Exercise description >> Copy each record below exactly, please, and leave its pictures out.

Top of Supplied information

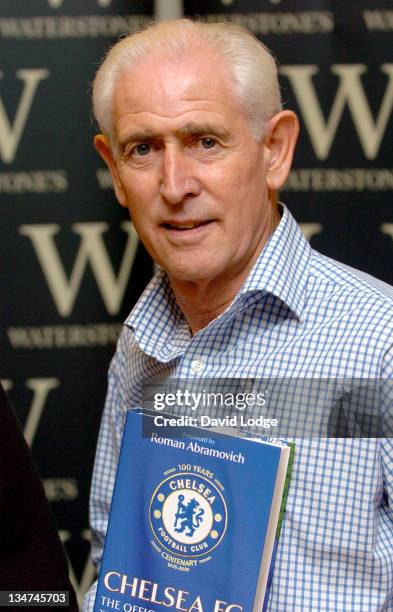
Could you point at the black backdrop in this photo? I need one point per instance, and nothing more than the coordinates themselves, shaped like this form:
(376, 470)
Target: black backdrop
(70, 264)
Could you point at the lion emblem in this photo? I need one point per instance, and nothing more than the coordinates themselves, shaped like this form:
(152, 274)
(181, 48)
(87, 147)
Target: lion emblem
(187, 516)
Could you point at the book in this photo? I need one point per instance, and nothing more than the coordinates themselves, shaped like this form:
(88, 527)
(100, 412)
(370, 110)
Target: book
(193, 521)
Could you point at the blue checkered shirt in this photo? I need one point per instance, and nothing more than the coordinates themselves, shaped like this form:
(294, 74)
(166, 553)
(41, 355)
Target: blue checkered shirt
(299, 315)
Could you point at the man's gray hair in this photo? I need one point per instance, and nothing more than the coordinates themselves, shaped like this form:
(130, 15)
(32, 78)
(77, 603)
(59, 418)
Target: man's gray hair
(250, 65)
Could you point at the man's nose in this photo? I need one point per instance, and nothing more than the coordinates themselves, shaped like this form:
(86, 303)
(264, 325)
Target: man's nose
(178, 177)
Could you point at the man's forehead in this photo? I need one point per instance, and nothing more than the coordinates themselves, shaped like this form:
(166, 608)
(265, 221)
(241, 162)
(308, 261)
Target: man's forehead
(147, 132)
(166, 84)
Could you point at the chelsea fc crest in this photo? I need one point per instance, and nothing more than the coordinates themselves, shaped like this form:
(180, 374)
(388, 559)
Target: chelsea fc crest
(188, 513)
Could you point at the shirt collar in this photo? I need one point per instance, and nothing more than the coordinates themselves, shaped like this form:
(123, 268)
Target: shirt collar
(280, 270)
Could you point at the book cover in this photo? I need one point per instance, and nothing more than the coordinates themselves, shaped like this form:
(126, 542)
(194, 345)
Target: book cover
(193, 521)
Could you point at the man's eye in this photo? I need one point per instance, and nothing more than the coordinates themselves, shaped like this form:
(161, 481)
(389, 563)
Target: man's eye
(208, 143)
(141, 149)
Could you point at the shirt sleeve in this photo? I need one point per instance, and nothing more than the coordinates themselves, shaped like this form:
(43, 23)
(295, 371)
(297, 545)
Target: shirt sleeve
(105, 464)
(387, 426)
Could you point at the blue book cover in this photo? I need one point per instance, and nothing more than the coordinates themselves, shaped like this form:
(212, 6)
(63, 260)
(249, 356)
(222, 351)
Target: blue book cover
(192, 523)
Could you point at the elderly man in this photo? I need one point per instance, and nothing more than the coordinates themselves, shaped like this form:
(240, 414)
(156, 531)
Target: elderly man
(197, 144)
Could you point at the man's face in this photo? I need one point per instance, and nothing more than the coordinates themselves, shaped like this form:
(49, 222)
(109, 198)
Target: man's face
(188, 169)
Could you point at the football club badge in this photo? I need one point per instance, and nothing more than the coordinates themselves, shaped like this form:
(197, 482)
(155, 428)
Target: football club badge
(188, 514)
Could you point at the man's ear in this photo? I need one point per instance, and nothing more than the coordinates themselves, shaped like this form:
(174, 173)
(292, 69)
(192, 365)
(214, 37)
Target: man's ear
(280, 140)
(103, 147)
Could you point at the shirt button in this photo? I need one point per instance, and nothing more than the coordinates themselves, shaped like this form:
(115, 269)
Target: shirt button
(197, 366)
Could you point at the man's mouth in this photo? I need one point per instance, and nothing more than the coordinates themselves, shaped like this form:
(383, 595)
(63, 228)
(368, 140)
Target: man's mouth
(189, 225)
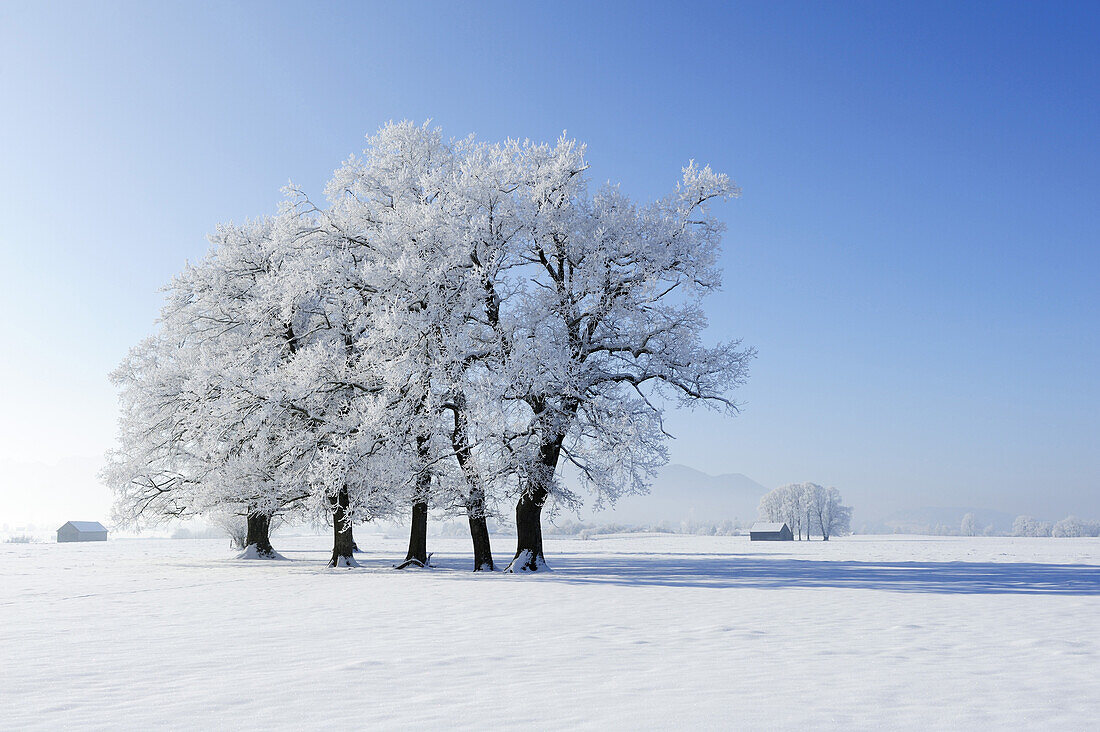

Bottom of Supplied information

Expected answer >>
Could you point at the black backdrop in this photo? I need one point per instance, and nothing more than the coordinates themselves, shaped like this form:
(376, 470)
Target: black backdrop
(70, 264)
Could you point at the lion emblem in this photo? I need one point per instance, and nothing more than the coordinates themselves, shaped like this form:
(152, 274)
(181, 48)
(87, 147)
Target: lion emblem
(187, 516)
Could you point at the book in this photo? I need one point per instance, and nothing more than the coordinates themselves, shaped like this form:
(88, 527)
(100, 412)
(370, 110)
Target: book
(193, 521)
Could you point at the blue checkered shirt in this photo? I need one point per instance, and nothing more than the coordinates themselves, shaped like this form:
(294, 74)
(166, 553)
(41, 355)
Target: blue checkered shirt
(299, 315)
Could you point at the man's gray hair in this photo? I need one point per instance, and nothing more than the coordinates themselves, shaped like this form:
(130, 15)
(32, 78)
(77, 603)
(59, 418)
Target: man's gray hair
(250, 65)
Could you point at the man's nose in this photo? I need one point per instance, and nothing more than the coordinates themselves, shaped like this form:
(86, 303)
(264, 325)
Target: man's nose
(178, 177)
Could you point at the man's forehead in this photo? I need one point per instance, and nothing more than the coordinates themselves, shaped like this form:
(166, 608)
(265, 221)
(241, 162)
(308, 261)
Target: man's forehead
(147, 132)
(166, 84)
Could you point at the chelsea fc crest in this photo? I need one point per instance, and nothing more than the coordinates themselves, shaped like this form:
(180, 374)
(388, 559)
Target: chelsea fc crest
(188, 513)
Could you point at the shirt collar in this photo? I need one point per instance, and nothing more than the coordinates themselves, shaped like this form:
(123, 268)
Target: shirt collar
(280, 270)
Could you point at the book cover in this photo? I need one point per instance, and nothing more than the coordinates themselves, shaped like this form:
(126, 542)
(194, 345)
Target: book cover
(193, 521)
Could you point at the man's eye in this photo? I need one point per instance, and nothing more than the coordinates themselves, shaped like this form:
(161, 481)
(389, 563)
Target: man's eye
(208, 143)
(141, 149)
Could you point at the shirt sleeve in this photo? I need one point per instance, and nothing more than the coordinates themselves, shaped like this form:
(43, 23)
(295, 371)
(297, 545)
Target: shirt sleeve
(105, 464)
(387, 426)
Could you point at the blue book cover in this photo? I need one point per instance, and nothing more than the coordinates themselves, shaped like this form:
(212, 6)
(63, 260)
(249, 356)
(222, 351)
Target: blue book cover
(192, 523)
Could you point at the elderly man in this photo? I need one point per instance, and nothing more than the coordinates themselves, shaped like this form:
(240, 414)
(156, 531)
Target: elderly man
(197, 144)
Could you point at the man's face in this photo? I need one point per instance, and nothing more than the coordinates themselves, shaped like this form:
(49, 222)
(109, 198)
Target: man's face
(188, 169)
Could you point at the football club badge in this photo? I need one point per instance, and nothing more than the coordinates themselves, shaped like this form:
(197, 482)
(155, 428)
Target: football club badge
(188, 514)
Could you point at the man's ear in this photo? I need one point per instance, and nothing more than the coordinates themselves, shaped like this form:
(174, 173)
(292, 69)
(192, 365)
(214, 37)
Target: man's ear
(280, 140)
(103, 147)
Could you point at the shirt button in this photo? I need one point per instance, and nothing more than the coordinates themselves, shaped like this form:
(115, 269)
Target: shirt button
(197, 366)
Could you point at the man's mouth in this photo? I need one point per instance, and nothing more than the coordinates themselves, shaped like this form:
(383, 595)
(63, 228)
(368, 140)
Target: man's mouth
(189, 225)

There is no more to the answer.